» Stated problem: Collect every line of the data below that contains the string "white" and copy each such line in full. Case counts.
▬▬▬▬▬▬▬▬▬▬
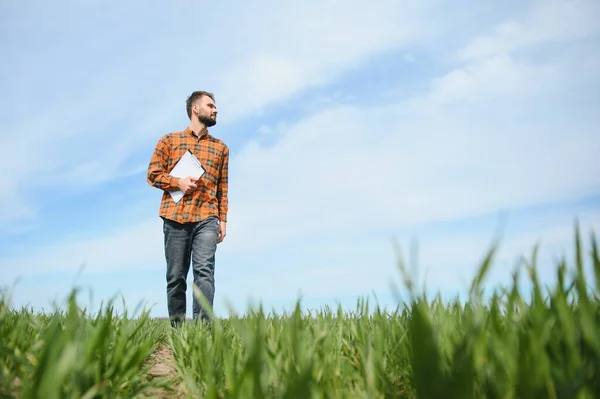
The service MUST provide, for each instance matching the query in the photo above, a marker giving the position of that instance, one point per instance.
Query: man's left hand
(222, 231)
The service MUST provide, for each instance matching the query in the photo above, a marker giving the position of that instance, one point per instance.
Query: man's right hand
(187, 184)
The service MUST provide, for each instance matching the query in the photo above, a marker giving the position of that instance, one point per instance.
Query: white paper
(188, 165)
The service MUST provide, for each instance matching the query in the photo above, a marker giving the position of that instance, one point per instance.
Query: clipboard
(188, 165)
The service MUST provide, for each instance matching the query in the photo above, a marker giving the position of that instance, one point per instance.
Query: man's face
(206, 111)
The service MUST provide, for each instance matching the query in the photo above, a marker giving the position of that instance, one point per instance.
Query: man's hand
(187, 184)
(222, 231)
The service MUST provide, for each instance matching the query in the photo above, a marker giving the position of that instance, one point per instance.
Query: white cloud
(417, 161)
(132, 248)
(258, 58)
(550, 21)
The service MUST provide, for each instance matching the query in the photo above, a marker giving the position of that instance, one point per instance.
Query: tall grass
(512, 345)
(70, 354)
(544, 343)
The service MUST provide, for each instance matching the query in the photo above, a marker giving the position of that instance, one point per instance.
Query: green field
(539, 344)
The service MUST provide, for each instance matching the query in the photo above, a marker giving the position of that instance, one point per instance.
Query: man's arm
(222, 187)
(157, 169)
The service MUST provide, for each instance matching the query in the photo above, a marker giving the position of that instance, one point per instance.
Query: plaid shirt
(210, 197)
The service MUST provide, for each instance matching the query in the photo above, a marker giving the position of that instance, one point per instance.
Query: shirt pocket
(211, 163)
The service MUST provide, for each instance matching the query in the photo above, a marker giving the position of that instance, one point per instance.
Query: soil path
(163, 367)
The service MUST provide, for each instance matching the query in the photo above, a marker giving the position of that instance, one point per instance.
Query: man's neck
(198, 128)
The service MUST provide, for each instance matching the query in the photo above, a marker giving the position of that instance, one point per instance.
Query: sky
(355, 129)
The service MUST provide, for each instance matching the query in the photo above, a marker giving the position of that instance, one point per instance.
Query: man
(193, 227)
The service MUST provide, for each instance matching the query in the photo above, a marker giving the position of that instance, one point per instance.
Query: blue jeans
(198, 242)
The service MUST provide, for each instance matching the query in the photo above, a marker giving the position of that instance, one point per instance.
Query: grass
(541, 345)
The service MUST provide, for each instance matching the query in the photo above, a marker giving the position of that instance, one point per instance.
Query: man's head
(201, 105)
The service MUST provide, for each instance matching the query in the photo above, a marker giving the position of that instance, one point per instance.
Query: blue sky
(350, 126)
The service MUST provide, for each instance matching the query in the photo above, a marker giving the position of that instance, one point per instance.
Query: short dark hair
(192, 99)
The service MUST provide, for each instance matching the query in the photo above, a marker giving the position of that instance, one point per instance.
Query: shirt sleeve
(157, 169)
(222, 187)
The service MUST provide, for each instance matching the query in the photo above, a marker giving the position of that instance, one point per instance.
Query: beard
(207, 120)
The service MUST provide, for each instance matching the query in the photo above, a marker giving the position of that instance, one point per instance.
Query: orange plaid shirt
(210, 197)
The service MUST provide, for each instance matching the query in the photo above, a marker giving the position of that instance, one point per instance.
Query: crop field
(541, 343)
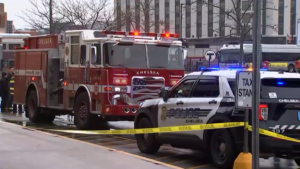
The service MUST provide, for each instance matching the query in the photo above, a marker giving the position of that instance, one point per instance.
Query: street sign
(210, 55)
(298, 32)
(243, 98)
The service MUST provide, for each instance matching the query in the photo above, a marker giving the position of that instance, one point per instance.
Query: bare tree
(83, 14)
(238, 19)
(141, 16)
(38, 17)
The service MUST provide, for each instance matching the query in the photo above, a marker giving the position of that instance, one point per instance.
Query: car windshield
(168, 57)
(126, 55)
(229, 56)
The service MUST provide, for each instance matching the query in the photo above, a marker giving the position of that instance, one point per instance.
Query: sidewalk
(25, 149)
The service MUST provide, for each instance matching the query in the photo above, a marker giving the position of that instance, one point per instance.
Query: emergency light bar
(105, 33)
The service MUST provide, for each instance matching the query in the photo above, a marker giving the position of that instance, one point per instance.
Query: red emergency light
(136, 33)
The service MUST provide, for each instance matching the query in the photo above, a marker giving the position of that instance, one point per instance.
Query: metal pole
(181, 15)
(50, 17)
(256, 82)
(246, 138)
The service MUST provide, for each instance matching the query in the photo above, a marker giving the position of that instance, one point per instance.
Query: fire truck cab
(97, 76)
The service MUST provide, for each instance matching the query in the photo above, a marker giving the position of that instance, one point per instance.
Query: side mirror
(164, 95)
(184, 52)
(94, 55)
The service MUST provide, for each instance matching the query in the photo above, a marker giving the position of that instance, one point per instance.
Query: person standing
(4, 92)
(13, 107)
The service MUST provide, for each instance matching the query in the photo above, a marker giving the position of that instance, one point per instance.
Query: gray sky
(14, 8)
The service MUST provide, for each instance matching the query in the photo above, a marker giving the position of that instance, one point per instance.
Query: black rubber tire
(230, 150)
(291, 68)
(151, 146)
(86, 123)
(32, 107)
(297, 161)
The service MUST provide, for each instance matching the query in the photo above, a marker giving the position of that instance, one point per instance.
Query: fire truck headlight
(117, 89)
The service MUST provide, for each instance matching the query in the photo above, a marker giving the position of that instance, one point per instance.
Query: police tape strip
(157, 130)
(275, 135)
(178, 129)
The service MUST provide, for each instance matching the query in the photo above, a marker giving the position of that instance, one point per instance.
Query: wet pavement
(183, 158)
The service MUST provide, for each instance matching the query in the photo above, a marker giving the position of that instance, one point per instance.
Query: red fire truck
(97, 76)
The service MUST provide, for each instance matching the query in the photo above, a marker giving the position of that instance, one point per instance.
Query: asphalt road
(21, 149)
(182, 158)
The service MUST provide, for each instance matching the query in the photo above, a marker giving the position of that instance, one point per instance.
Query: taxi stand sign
(243, 98)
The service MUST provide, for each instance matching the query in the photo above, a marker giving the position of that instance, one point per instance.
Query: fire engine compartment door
(53, 80)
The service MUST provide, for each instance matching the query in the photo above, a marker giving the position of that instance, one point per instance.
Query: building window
(137, 15)
(293, 17)
(210, 15)
(177, 17)
(246, 5)
(75, 52)
(199, 18)
(222, 19)
(167, 15)
(157, 16)
(281, 17)
(13, 46)
(119, 24)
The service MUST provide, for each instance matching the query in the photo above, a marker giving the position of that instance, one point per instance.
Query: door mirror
(94, 55)
(184, 53)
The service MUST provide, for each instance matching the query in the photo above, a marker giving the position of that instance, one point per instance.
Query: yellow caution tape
(275, 135)
(179, 129)
(159, 129)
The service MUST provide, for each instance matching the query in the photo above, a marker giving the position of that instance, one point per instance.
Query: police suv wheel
(82, 112)
(146, 142)
(32, 107)
(222, 149)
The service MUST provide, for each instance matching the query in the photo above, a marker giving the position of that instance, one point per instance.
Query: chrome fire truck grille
(144, 88)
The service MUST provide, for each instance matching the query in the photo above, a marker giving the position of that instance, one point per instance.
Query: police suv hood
(151, 102)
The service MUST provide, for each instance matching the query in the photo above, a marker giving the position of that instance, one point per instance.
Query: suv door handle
(212, 102)
(179, 103)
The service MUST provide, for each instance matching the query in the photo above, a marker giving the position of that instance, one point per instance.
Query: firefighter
(13, 107)
(4, 92)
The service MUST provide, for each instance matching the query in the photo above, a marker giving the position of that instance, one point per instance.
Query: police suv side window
(207, 87)
(183, 90)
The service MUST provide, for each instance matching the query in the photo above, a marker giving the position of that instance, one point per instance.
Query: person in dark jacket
(4, 92)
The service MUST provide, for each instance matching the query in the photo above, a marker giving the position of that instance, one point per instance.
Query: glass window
(96, 60)
(75, 50)
(13, 46)
(208, 87)
(128, 55)
(183, 90)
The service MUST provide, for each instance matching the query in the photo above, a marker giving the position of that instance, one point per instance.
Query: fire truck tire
(47, 118)
(147, 143)
(83, 117)
(32, 107)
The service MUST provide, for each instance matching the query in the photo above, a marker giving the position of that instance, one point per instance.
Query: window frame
(79, 54)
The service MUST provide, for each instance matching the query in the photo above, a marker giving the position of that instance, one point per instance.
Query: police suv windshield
(169, 57)
(134, 55)
(273, 88)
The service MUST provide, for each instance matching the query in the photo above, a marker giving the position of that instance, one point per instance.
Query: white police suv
(208, 97)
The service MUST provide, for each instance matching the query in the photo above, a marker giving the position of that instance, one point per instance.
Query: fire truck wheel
(47, 118)
(146, 142)
(32, 107)
(83, 117)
▬▬▬▬▬▬▬▬▬▬
» Correct answer:
Query: white paper
Query: white cloud
Query: white police suv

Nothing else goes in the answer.